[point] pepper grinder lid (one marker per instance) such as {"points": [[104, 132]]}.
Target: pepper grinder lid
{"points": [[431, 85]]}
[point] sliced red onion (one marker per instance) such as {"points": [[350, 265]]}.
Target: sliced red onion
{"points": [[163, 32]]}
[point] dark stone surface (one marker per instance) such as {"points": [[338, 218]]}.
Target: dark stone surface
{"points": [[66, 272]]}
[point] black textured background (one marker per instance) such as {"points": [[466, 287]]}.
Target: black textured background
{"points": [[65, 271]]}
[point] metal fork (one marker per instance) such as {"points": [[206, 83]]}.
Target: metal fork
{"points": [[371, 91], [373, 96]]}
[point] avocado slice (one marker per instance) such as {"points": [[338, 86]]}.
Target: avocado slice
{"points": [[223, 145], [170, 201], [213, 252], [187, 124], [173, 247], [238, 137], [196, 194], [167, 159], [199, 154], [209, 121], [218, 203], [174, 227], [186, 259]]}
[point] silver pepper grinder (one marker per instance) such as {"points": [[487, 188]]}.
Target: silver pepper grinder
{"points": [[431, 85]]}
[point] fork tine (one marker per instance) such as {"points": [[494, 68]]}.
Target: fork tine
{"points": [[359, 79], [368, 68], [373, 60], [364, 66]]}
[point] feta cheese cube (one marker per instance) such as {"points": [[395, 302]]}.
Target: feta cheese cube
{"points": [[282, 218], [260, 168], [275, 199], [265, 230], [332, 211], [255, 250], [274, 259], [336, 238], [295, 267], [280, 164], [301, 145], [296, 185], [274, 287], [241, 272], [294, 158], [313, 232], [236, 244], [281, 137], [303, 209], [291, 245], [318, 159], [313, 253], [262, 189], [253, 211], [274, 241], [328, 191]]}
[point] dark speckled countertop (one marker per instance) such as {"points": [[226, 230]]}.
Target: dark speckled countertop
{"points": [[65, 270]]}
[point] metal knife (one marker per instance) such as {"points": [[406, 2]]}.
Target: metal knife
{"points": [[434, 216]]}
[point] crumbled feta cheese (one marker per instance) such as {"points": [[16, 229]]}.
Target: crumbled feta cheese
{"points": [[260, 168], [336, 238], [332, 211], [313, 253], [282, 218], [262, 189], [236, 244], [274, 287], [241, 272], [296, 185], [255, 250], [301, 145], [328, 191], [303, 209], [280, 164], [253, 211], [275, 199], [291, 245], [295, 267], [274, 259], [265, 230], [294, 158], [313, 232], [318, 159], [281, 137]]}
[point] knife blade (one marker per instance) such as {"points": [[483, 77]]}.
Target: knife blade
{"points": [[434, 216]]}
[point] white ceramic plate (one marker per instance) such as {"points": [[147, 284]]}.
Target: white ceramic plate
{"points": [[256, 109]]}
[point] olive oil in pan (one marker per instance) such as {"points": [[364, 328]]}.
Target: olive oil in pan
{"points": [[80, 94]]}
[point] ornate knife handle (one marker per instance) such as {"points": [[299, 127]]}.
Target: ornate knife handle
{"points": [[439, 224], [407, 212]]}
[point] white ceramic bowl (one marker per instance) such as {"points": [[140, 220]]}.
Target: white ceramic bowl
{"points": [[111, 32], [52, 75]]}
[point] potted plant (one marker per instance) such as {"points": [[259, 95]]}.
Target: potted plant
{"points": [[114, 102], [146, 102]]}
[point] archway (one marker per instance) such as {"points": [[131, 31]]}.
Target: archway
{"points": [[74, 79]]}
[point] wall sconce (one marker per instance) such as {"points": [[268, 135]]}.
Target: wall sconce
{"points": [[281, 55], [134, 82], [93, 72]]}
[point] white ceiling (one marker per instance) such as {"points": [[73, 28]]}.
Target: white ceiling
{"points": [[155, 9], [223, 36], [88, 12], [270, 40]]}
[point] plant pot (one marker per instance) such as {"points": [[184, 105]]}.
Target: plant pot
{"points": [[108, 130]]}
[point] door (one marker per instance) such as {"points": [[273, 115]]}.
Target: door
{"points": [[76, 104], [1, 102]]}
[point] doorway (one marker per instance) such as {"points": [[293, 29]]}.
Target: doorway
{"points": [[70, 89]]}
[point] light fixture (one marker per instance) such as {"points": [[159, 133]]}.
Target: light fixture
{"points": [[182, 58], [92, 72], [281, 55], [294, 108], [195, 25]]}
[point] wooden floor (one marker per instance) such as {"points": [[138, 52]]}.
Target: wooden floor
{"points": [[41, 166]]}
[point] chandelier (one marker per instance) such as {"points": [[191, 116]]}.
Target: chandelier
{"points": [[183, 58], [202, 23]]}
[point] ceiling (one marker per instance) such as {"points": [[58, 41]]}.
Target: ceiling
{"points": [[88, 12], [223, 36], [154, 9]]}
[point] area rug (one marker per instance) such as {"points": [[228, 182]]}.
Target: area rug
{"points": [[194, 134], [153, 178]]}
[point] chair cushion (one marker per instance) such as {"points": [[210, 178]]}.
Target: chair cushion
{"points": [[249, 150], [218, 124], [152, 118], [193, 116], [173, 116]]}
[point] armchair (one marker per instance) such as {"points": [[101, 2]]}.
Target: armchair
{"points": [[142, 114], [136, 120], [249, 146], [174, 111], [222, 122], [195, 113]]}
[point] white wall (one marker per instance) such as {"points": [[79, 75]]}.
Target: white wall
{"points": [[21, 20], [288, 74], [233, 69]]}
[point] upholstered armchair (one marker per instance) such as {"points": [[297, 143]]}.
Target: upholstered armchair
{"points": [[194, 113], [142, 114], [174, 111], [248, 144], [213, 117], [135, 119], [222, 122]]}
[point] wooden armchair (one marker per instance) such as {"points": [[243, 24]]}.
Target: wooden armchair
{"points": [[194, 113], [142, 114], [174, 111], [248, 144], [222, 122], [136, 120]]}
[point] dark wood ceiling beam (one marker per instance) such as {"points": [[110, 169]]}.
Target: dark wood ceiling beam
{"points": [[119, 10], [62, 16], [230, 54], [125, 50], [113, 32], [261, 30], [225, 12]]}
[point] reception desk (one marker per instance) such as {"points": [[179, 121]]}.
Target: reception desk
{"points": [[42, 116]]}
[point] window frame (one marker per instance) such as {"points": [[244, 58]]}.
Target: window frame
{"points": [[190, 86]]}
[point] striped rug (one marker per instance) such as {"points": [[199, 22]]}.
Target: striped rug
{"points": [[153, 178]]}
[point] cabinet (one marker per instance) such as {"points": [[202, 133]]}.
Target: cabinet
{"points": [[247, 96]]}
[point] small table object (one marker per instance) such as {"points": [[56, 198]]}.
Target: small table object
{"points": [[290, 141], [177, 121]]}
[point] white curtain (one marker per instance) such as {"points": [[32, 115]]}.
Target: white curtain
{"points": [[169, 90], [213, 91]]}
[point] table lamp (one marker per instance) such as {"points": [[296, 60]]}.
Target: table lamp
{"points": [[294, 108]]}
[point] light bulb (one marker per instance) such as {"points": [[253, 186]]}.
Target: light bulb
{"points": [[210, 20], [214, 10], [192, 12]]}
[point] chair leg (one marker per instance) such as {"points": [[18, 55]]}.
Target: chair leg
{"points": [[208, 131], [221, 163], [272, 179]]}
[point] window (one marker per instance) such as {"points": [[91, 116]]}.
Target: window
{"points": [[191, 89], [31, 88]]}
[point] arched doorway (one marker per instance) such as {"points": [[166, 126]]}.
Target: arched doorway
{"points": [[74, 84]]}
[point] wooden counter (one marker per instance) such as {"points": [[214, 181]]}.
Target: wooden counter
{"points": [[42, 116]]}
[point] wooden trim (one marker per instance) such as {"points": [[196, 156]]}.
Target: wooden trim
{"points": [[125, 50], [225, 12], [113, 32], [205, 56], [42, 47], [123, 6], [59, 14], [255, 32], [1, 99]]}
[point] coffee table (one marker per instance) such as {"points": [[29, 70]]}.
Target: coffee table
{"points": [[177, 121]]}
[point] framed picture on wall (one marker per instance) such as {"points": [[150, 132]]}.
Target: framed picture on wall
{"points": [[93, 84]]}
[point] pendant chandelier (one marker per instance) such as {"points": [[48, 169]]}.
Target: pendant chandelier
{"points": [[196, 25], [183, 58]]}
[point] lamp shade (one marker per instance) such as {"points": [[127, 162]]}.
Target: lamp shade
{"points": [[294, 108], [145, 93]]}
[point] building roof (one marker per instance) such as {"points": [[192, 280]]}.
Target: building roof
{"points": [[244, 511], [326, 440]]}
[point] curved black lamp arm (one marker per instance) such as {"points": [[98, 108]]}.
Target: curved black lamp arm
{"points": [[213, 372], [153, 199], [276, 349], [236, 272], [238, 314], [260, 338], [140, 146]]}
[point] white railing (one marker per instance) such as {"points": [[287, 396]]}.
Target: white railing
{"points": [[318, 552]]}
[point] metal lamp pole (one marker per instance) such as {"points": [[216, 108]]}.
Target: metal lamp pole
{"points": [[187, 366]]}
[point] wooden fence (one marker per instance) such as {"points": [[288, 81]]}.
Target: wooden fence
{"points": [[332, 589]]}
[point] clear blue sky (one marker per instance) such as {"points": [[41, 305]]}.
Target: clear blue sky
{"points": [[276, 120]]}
══════════════════════════════
What is needed is an exact retyping of every line from the one containing "[point] clear blue" through the final line of the entries, and only those lines.

[point] clear blue sky (one marker per instance) such as {"points": [[41, 305]]}.
Target: clear blue sky
{"points": [[276, 120]]}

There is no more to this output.